------ Stored data ------

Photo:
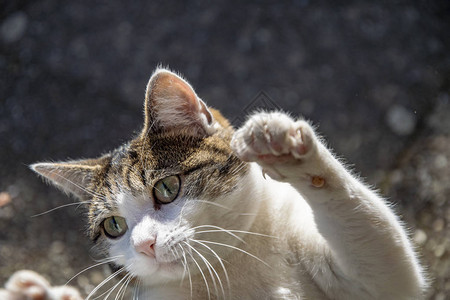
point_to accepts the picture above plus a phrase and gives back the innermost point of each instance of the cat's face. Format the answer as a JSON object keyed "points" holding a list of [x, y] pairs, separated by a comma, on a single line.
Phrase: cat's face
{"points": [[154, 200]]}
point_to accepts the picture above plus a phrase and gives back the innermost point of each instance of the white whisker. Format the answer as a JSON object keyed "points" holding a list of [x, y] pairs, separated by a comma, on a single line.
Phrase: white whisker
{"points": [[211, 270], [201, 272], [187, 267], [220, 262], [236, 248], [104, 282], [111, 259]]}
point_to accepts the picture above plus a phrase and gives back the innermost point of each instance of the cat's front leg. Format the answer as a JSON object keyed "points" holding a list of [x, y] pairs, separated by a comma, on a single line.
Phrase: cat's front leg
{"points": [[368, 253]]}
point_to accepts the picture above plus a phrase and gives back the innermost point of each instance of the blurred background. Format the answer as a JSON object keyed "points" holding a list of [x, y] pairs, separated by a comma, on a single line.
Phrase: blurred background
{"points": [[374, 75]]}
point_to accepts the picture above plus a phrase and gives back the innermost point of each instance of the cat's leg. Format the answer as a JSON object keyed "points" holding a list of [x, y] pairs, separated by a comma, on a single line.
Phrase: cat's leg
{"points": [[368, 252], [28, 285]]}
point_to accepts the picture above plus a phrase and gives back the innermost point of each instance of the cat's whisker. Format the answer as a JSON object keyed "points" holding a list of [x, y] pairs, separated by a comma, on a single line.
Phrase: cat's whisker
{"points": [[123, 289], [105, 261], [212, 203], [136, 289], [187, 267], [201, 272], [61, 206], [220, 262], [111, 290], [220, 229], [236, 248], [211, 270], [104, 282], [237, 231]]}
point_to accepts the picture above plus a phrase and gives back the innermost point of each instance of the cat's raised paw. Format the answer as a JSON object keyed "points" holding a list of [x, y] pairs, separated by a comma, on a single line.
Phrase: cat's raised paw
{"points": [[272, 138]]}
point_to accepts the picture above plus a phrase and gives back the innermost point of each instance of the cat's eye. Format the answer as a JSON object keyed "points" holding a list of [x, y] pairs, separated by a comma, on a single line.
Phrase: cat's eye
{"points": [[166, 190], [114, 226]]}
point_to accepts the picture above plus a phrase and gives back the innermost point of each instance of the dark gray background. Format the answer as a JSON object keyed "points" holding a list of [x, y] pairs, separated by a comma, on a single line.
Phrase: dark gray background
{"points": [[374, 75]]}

------

(Task prompt) Recast these lines as a Markdown table with the columns No. and Line, numbering each row and skipping blank lines. Leave the pictures out of the table.

(Exercise output)
| No. | Line |
|---|---|
| 1 | Photo: |
| 2 | point_to accepts the picture above plus a phrase and gives back the innermost point of each instance of the cat's face. Format the answer as a JSON object keyed "points" holding a list of [x, y] pairs, separated by a comma, on a single line. |
| 3 | Phrase: cat's face |
| 4 | {"points": [[154, 200]]} |
| 5 | point_to accepts the picture above plus a phrase and gives back the innermost point of each instance of the white whisker. Format the answer as a JSON object keyed "points" holding a list of [x, y] pairs, separated by a comma, on a single line. |
| 6 | Phrase: white whisker |
| 7 | {"points": [[211, 270], [201, 272], [187, 267], [220, 262], [236, 248], [104, 282], [111, 259]]} |
| 8 | point_to accepts the picture above plus a phrase and gives back the innermost point of each instance of the cat's front leg. Format the answer as a JSON object keyed "points" holding a list of [x, y] pairs, separated by a comma, on a single line. |
| 9 | Phrase: cat's front leg |
| 10 | {"points": [[368, 253]]} |
| 11 | point_to accepts the picture above plus a phrase and gives back the innermost point of each instance of the blurred background. Format the answer as a JSON object keyed "points" holding a list of [x, y] pairs, separated by a comma, on a single line. |
| 12 | Phrase: blurred background |
| 13 | {"points": [[374, 75]]} |
| 14 | point_to accepts the picture above plus a phrase and gives back the innermost point of each instance of the cat's leg. Format the answer as a JSON object keyed "points" holding a list of [x, y] pairs, separated by a comma, on a single line. |
| 15 | Phrase: cat's leg |
| 16 | {"points": [[368, 252], [28, 285]]} |
| 17 | point_to accepts the picture above plus a phrase and gives back the innermost point of each instance of the cat's whisker. Format the answer as a JSON object keyed "points" holding a list of [x, y] pairs, separated by a comma, on a single line. |
| 18 | Phrase: cat's whisker |
| 19 | {"points": [[123, 289], [105, 261], [212, 203], [136, 289], [187, 267], [201, 272], [61, 206], [220, 262], [111, 290], [220, 229], [236, 248], [211, 270], [104, 282], [237, 231]]} |
| 20 | point_to accepts the picture above plus a phrase and gives back the innermost point of each instance of the cat's raised paw. Format the answer as a JSON object keyed "points" holding a list of [x, y] pairs, separated by a comma, on a single line. |
| 21 | Phrase: cat's raised paw |
| 22 | {"points": [[272, 138]]} |
| 23 | point_to accepts the picture above plus a phrase and gives back the innermost point of each instance of the cat's eye. Format the answer as a JSON object keyed "points" holding a list of [x, y] pairs, separated by a comma, on a single line. |
| 24 | Phrase: cat's eye |
| 25 | {"points": [[166, 190], [114, 226]]} |
| 26 | point_to accepts the picture above plus a phrase and gives back the innermost point of each instance of the dark gray background. Format the answer as a JSON object keyed "points" holding a list of [x, y] pairs, separated by a comma, on a single line. |
| 27 | Phrase: dark gray background |
| 28 | {"points": [[374, 75]]} |